TEXT FOR ANALYSIS Start Marker

Summer is the best time for ticks to spread all over the place and look for hosts to feed on. Unless you are extremely careful you can end up bitten by one of these parasites and, before you know it, you can end up in a hospital, suffering from Lyme disease.
Authorities are warning us that the blacklegged ticks that usually cause this disease are now flourishing:
“Places like Bemidji and Grand Rapids that didn’t have a big Lyme disease problems back in the ‘90s now are a lot more in high-risk areas now,” stated the tick-borne disease specialist, Dave Nietzel, who works at the Minnesota Department of Health.
Many people are starting to be concerned about the risks they are facing whenever they take their children to parks or forests.
This is mainly due to the fact that Lyme disease has received a lot of media attention ever since the famous singer Avril Lavigne was diagnosed with it.
According to the Center for Disease Control and Prevention (CDC) there are far more numerous cases of Lyme disease than the ones that are actually reported.
This is why people need to be check whether they have any symptoms indicating they might be suffering from it, especially if they have been to places where they might have been bitten by such parasites. These include headaches, fever, fatigue or rashes.

TEXT FOR ANALYSIS End Marker

- **PROBLEMS AND TASKS**:
(1) In the Lyme disease article, reproduce the stretch from "Summer is the" through "Department of Health.", swapping "Lyme disease" for "Lyme borreliosis".
(2) Write the next part of the article on ticks and Lyme disease, picking up after its final sentence.

DATASET Start Marker

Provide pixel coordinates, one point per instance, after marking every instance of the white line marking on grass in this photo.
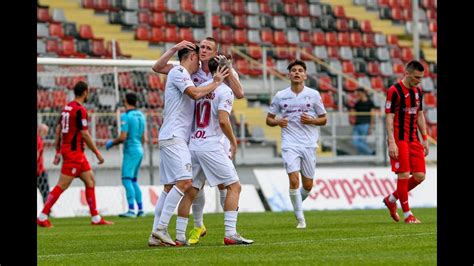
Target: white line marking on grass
(156, 249)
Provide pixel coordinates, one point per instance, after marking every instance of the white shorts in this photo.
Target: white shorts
(297, 159)
(175, 163)
(216, 166)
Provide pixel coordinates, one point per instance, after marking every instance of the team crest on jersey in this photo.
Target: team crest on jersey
(188, 167)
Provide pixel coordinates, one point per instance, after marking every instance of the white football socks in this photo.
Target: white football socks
(43, 217)
(223, 195)
(181, 224)
(230, 222)
(172, 200)
(198, 208)
(304, 193)
(297, 202)
(159, 208)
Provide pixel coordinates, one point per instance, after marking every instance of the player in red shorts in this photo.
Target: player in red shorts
(404, 109)
(71, 133)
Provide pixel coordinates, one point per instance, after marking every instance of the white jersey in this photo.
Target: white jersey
(179, 107)
(208, 135)
(291, 106)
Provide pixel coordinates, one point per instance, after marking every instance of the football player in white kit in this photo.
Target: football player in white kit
(175, 158)
(301, 110)
(209, 155)
(208, 49)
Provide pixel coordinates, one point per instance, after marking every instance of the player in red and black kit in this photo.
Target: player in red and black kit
(71, 133)
(405, 116)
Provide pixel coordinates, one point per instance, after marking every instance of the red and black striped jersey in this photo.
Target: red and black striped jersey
(405, 104)
(73, 119)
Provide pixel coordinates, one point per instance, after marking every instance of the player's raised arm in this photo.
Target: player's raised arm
(91, 145)
(273, 121)
(199, 92)
(224, 123)
(162, 66)
(57, 144)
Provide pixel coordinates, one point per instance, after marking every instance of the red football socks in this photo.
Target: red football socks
(52, 198)
(412, 183)
(402, 191)
(90, 197)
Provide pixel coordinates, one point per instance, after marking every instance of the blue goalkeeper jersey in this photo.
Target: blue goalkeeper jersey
(134, 123)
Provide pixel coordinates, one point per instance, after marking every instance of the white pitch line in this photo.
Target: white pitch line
(155, 249)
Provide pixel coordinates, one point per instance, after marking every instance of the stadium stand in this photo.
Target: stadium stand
(350, 36)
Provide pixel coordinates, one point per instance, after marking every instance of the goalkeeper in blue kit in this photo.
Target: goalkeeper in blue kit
(132, 135)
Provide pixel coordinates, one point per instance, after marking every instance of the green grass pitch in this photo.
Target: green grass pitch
(355, 237)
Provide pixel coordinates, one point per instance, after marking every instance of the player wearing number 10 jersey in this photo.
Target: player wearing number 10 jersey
(208, 153)
(71, 133)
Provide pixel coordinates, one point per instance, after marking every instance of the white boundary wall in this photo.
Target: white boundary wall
(340, 188)
(111, 200)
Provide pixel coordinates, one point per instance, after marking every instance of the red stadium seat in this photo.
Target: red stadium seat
(377, 83)
(397, 14)
(144, 17)
(365, 26)
(240, 36)
(158, 20)
(158, 6)
(142, 33)
(356, 39)
(59, 98)
(373, 68)
(266, 36)
(392, 40)
(265, 8)
(343, 39)
(328, 100)
(157, 35)
(290, 10)
(118, 50)
(238, 8)
(42, 14)
(429, 100)
(318, 38)
(97, 47)
(339, 11)
(240, 22)
(242, 67)
(304, 37)
(368, 39)
(350, 85)
(331, 38)
(280, 37)
(186, 34)
(56, 29)
(303, 9)
(407, 54)
(85, 31)
(348, 67)
(333, 52)
(398, 68)
(255, 51)
(171, 35)
(324, 83)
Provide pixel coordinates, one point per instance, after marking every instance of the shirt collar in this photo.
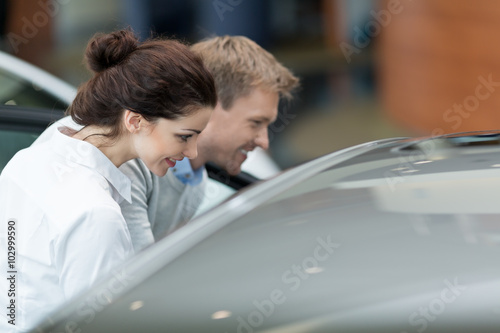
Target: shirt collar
(83, 153)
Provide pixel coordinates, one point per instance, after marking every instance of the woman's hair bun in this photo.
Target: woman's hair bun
(108, 50)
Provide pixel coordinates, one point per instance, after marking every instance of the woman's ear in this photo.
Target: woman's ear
(133, 121)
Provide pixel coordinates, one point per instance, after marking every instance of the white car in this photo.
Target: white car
(29, 86)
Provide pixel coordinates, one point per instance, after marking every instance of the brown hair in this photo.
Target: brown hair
(158, 78)
(238, 65)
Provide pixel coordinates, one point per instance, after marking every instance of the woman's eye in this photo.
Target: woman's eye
(185, 137)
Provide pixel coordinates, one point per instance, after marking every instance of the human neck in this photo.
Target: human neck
(118, 150)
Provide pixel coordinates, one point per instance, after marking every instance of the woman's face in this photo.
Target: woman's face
(165, 141)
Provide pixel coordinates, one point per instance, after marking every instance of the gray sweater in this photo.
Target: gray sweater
(159, 205)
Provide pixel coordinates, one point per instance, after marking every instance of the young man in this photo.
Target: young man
(249, 83)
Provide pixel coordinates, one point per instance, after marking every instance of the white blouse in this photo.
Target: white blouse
(60, 213)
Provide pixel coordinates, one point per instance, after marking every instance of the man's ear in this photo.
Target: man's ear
(132, 121)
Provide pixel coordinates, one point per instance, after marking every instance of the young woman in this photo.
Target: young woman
(59, 200)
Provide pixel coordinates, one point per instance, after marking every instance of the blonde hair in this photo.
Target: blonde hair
(239, 65)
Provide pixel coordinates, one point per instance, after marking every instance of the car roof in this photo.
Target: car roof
(38, 77)
(349, 241)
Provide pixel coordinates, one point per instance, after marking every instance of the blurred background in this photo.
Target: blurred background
(369, 69)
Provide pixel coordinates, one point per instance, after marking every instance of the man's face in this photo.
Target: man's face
(231, 134)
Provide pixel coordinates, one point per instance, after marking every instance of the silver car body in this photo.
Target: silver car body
(396, 235)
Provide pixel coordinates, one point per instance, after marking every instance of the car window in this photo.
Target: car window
(17, 91)
(11, 142)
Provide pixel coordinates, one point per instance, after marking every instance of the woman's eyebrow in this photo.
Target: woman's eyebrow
(192, 130)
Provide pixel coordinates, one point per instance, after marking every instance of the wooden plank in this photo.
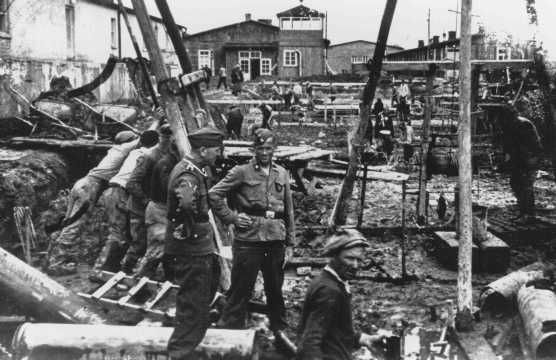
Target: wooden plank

DATASET End Marker

- **ANSWERS BY ITEM**:
(1)
Summer is the best time for ticks to spread all over the place and look for hosts to feed on. Unless you are extremely careful you can end up bitten by one of these parasites and, before you know it, you can end up in a hospital, suffering from Lyme borreliosis.
Authorities are warning us that the blacklegged ticks that usually cause this disease are now flourishing:
“Places like Bemidji and Grand Rapids that didn’t have a big Lyme borreliosis problems back in the ‘90s now are a lot more in high-risk areas now,” stated the tick-borne disease specialist, Dave Nietzel, who works at the Minnesota Department of Health.

(2)
The CDC also issued a list of preventive measures that we can all take before we go to parks or places where there are a lot of bushy areas. It is best to spots places that might be infected. Nevertheless, if we choose to go there anyway, we should use repellents and wear clothes that cover our body as much as possible.
Furthermore, you need to check whether there are any ticks on your body and make sure you examine your children and your pets. If you do find a tick that is already in the skin, use sharp tweezers to remove it very carefully and make sure you dispose of it properly, without attempting to crush it with your fingers.
The bacteria usually takes up to 48 hours to spread so you need to detect the parasite as quickly as possible. If left untreated, the bacteria can cause very severe symptoms and it can affect the brain, the nerves and even your heart. About 5 percent of the untreated patients suffer from chronic neurological symptoms.